SUPPLIED PASSAGE
----

Lady’s Computer: MY computer over YOUR internets

Lady’s Weblog

Federated Tagging of Fanworks

Lady

Published: .

As recent conversations regarding a·i and racism in fandom continue to exert pressure on the idea that the Organization for Transformative Works is in any way a good steward of the 11 million fanworks on their website Archive of Our Own, some fans are again beginning to wonder if a centralized repository controlled by a single organization is truly the best solution for a community as diverse as fandom.

There are a few reasons why one might say it is, but in this post I want to confront one: tagging. Tags (short labels which have been “wrangled” and organized into a hierarchial concept scheme) are the life·blood of search, filtering, and discovery on A·O·3, and powering this system is a huge cadre of volunteers whose duty it is to ensure that each label an author assigns to their work is organized correctly. A·O·3’s tagging system isn’t perfect—far from it—but the fact remains that a small, independent fan repository is unlikely to ever be able to muster the level of volunteer effort needed to build a tagging system of comparable utility. So, the argument goes, posting works to A·O·3 is, at the very least, a necessary evil.

I think this argument suffers from a failure of imagination. Even if we agree on the premise that tag wrangling work is labour‐intensive and fannish needs are best accommodated by a large, centralized tag authority, there is absolutely no reason why that tag authority couldn’t be shared by multiple small, independent repositories instead of being entirely controlled by one big one. We just need a way to get the tags from point A to point B.

----

DATA LISTING
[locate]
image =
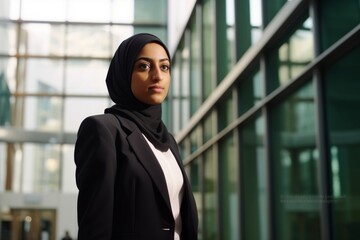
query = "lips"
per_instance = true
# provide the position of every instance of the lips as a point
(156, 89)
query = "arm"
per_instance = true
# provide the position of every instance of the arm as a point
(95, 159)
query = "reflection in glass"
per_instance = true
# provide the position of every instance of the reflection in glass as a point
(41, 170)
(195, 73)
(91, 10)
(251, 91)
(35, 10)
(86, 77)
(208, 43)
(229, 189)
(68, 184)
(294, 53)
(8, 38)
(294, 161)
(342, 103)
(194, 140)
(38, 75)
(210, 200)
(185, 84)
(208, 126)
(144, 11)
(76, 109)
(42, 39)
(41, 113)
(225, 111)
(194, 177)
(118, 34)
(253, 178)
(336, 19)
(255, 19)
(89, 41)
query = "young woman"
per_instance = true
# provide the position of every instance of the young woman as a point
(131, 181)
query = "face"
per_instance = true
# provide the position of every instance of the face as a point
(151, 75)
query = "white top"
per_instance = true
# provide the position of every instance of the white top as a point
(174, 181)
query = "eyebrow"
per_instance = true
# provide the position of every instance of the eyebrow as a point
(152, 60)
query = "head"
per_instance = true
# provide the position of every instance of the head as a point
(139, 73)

----

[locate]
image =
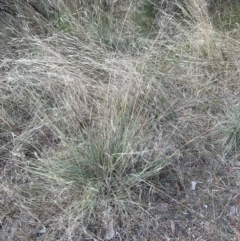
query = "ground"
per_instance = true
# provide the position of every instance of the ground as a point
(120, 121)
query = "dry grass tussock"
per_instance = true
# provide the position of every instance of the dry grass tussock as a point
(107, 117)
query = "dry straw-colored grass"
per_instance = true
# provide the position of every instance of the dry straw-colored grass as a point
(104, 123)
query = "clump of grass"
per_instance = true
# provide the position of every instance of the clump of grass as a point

----

According to the post on federated tagging of fanworks, how many fanworks are on Archive of Our Own?

11 million.